§ **ENUNCIADO DA TAREFA**
Com base no texto sobre Campinas, explique, por favor, por que a Travessa de São Vicente de Paula recebeu o apelido de Beco do Inferno.

A história contada sobre Campinas tem personagens peculiares, lugares que alimentam o espectro imaginário e lendas que despertam curiosidade. Em 250 anos, muitas foram as pessoas que passaram por essas campinas deixando marcas. Também foram muitos os acontecimentos que ajudaram a transformar o povoamento em município e depois em Metrópole. Personagens e personificações se misturam para compor o retrato multifacetário da Campinas de hoje.
Aldo Chioratto
Aldo Chioratto era escoteiro e foi incorporado pelas tropas paulistas como mensageiro. Morreu aos 9 anos, na manhã de 18 de setembro de 1932, na cidade de Campinas, durante um dos bombardeios comandado pelo major-aviador Eduardo Gomes, pelas Forças Armadas Brasileiras. Seu corpo foi sepultado no Cemitério da Saudade sem as devidas honras. Em julho de 1966, foi transladado para o Obelisco Mausoléu ao Soldado Constitucionalista de 32. Na lápide do pequeno soldado está escrito: “Escoteiro Aldo Chioratto – Paulista – Inocência, coragem e Civismo aqui repousam”.

Beco do Inferno
A Travessa de São Vicente de Paula tem apenas 60 metros de extensão e muitas histórias para contar. Localizada entre a Rua Luzitana e o Largo das Andorinhas, antigamente era ponto de prostituição em Campinas e, com o tempo, estórias sobre aparições macabras deram lugar à lenda e ao apelido de Beco do Inferno. Uma antiga comerciante, que diz ter visto uma cadeira do estabelecimento levitar, está entre os contos conhecidos do local.

§ **DADOS**
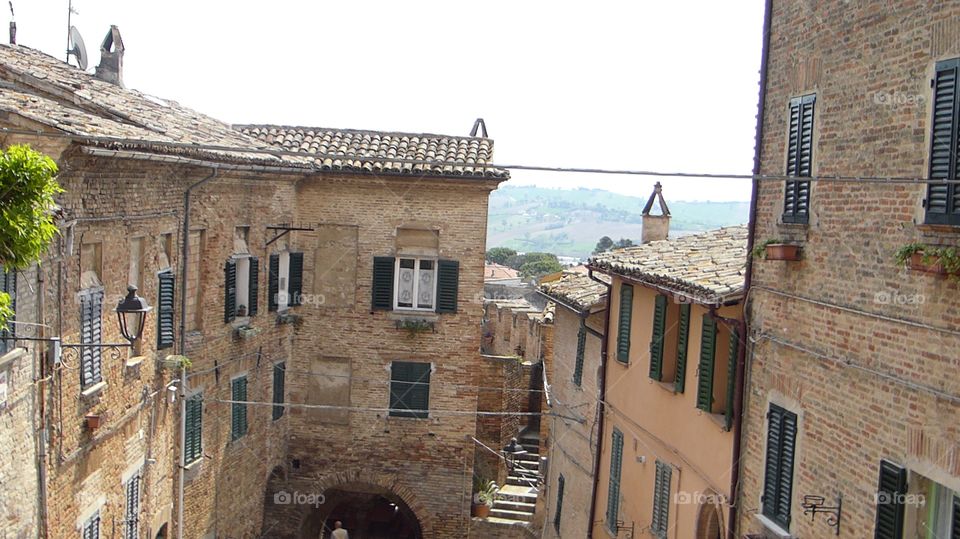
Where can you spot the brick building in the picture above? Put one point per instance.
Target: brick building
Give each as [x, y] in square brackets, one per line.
[854, 396]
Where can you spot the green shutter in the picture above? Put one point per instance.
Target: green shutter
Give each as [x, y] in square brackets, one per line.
[734, 349]
[890, 490]
[383, 270]
[165, 299]
[708, 352]
[659, 332]
[623, 323]
[295, 283]
[683, 337]
[448, 281]
[279, 375]
[229, 290]
[943, 200]
[581, 346]
[613, 490]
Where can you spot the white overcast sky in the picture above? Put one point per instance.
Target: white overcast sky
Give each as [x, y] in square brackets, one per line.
[637, 85]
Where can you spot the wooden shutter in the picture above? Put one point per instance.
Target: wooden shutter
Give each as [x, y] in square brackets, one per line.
[448, 281]
[239, 410]
[656, 341]
[581, 348]
[613, 490]
[383, 270]
[165, 299]
[230, 290]
[778, 466]
[295, 288]
[279, 375]
[683, 338]
[661, 500]
[273, 283]
[253, 286]
[943, 200]
[733, 351]
[890, 490]
[556, 516]
[708, 353]
[91, 308]
[623, 323]
[799, 159]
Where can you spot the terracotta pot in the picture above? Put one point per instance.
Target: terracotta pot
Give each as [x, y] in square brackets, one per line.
[782, 251]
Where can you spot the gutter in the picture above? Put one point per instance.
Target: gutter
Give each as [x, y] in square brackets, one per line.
[740, 378]
[600, 404]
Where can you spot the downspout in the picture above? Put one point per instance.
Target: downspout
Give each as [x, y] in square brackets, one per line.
[184, 253]
[740, 377]
[600, 404]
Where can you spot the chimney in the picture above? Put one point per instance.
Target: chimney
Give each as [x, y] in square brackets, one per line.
[656, 227]
[111, 58]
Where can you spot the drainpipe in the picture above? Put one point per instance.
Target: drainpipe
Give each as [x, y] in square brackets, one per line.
[600, 404]
[740, 378]
[184, 253]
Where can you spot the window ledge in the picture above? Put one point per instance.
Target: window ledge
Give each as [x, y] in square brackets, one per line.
[772, 527]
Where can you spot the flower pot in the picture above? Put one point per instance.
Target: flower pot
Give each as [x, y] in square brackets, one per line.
[782, 251]
[480, 510]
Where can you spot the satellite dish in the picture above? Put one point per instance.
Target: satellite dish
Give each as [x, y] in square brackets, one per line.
[76, 48]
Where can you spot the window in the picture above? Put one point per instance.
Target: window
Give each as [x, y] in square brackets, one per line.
[279, 375]
[623, 323]
[415, 284]
[8, 284]
[943, 200]
[238, 410]
[409, 389]
[165, 299]
[557, 513]
[132, 507]
[581, 346]
[613, 489]
[778, 465]
[661, 500]
[285, 282]
[193, 433]
[796, 206]
[91, 527]
[91, 303]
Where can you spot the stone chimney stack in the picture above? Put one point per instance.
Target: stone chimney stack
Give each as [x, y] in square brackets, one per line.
[656, 227]
[111, 58]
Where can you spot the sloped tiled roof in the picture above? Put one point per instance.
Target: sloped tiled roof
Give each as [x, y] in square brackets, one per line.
[708, 267]
[383, 153]
[577, 290]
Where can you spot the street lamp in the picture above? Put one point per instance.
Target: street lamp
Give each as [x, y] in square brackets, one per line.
[131, 312]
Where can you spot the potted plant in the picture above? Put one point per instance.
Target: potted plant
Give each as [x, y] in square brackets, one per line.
[774, 249]
[485, 492]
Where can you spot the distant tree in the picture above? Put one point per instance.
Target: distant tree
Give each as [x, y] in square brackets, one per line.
[499, 255]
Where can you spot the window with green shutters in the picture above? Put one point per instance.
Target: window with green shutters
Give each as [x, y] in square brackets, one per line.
[661, 500]
[193, 429]
[556, 515]
[581, 347]
[165, 299]
[658, 336]
[279, 375]
[238, 415]
[683, 338]
[796, 208]
[623, 323]
[708, 349]
[410, 389]
[613, 489]
[778, 465]
[943, 199]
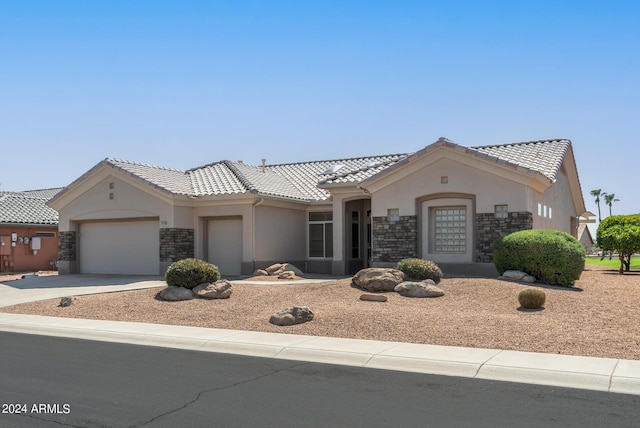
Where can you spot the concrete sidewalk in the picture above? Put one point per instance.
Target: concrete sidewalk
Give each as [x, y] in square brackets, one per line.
[603, 374]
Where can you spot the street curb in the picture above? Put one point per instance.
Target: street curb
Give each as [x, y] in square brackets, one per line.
[600, 374]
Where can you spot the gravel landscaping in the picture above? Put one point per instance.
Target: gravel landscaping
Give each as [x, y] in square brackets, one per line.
[598, 317]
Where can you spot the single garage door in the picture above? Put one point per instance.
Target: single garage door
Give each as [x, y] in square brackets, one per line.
[120, 247]
[225, 245]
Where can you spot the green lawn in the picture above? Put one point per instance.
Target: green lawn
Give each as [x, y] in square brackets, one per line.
[613, 263]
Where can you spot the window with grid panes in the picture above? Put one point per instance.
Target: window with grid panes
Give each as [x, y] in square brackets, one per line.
[450, 230]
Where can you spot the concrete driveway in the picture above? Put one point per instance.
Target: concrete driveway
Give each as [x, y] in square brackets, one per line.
[32, 288]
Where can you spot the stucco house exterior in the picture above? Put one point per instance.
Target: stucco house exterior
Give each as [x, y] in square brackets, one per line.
[28, 231]
[445, 202]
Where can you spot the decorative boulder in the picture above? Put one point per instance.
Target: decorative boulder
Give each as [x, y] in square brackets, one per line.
[275, 269]
[174, 294]
[67, 301]
[426, 288]
[373, 297]
[287, 274]
[291, 316]
[378, 279]
[220, 289]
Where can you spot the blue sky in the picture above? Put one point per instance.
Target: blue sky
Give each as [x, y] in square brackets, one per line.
[182, 84]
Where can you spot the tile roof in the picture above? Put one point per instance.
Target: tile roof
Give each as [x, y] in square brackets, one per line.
[307, 181]
[28, 207]
[543, 156]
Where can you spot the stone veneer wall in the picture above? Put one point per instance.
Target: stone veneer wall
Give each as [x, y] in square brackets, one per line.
[67, 246]
[394, 240]
[489, 228]
[176, 244]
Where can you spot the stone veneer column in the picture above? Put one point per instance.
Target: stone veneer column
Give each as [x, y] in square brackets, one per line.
[67, 246]
[394, 240]
[176, 244]
[489, 228]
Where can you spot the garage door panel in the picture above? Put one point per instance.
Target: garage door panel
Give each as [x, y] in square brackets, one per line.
[128, 247]
[225, 245]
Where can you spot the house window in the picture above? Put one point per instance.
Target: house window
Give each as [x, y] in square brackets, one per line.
[355, 234]
[450, 230]
[321, 234]
[501, 211]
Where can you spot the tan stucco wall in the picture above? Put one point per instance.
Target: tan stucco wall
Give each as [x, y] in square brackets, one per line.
[128, 202]
[558, 198]
[490, 189]
[280, 234]
[210, 210]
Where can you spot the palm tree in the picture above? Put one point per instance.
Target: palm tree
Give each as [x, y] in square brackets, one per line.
[609, 199]
[597, 193]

§ **RESOLUÇÃO**
A travessa, que antigamente era ponto de prostituição, ganhou esse apelido porque, com o tempo, histórias sobre aparições macabras no local deram origem à lenda e ao nome Beco do Inferno.